Background and objectives: Trust and satisfaction in the physician-patient relationship is the cornerstone of family medicine. Today, computers are playing an increasingly prominent role in the delivery of health care, yet recent data detailing their effect on the physician-patient relationship are limited. For physicians to "first do no harm," it is critical to determine that computers used at the point of care do not decrease patient satisfaction, because this is a good proxy for the physician-patient relationship. This study assessed patients' views of computer use and its effect on patient satisfaction in a family medicine clinic before and after implementation of an electronic environment developed by our institution.
Methods: A survey was mailed to patients who had been evaluated at a family medicine clinic for hypertension, high blood pressure without hypertension, or hyperlipidemia. These diseases were selected because they are common and require strong physician-patient relationships for successful treatment. The survey assessed patients' overall satisfaction with health care received at the clinic and their opinions about how their physician's computer use affected their visit. This survey was compared with a survey done in 1995 at the same clinic, before adoption of the electronic environment.

DIRECTIONS
a – In the study summary on computer use and patient satisfaction, which conditions had the surveyed patients been evaluated for?
b – Write the next part of the study summary on computer use and patient satisfaction, picking up after its final sentence.

DATASET SECTION
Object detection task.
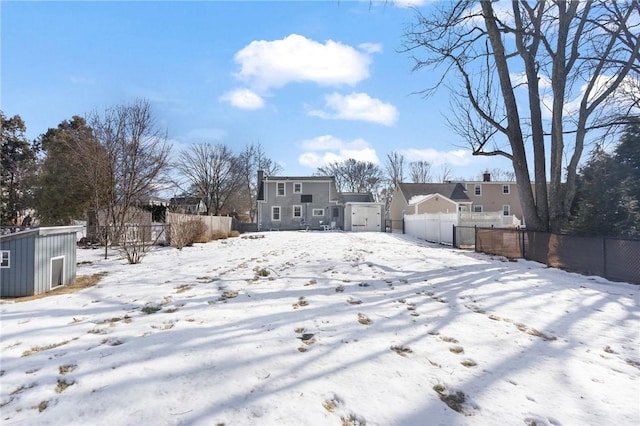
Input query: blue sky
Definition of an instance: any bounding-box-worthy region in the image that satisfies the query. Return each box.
[0,0,511,179]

YOUR RESPONSES
a – Hypertension, high blood pressure without hypertension, or hyperlipidemia.

b –
Results: A total of 478 patients were enrolled in the study; 304 (63.6%) of these returned surveys. A majority of the patients (74.6%) thought that the computer had an overall positive impact on the quality of care provided. There was a positive association between a physician's computer skills, as rated by patients, and the patients' satisfaction with the computer's effect on the visit. There were no differences in overall satisfaction between the 1995 survey and the current survey.
Conclusions: This study shows that physician competence with computers plays an important role in patient satisfaction and that computers can be integrated into the office visit without a detrimental effect on patient satisfaction. Surprisingly, patient familiarity with computers was shown to have a slight negative correlation with patient satisfaction. These findings are significant in view of research indicating that compliance, health outcomes, perception of physician competence, and malpractice suits are all related to physicians' interpersonal skills and patient satisfaction.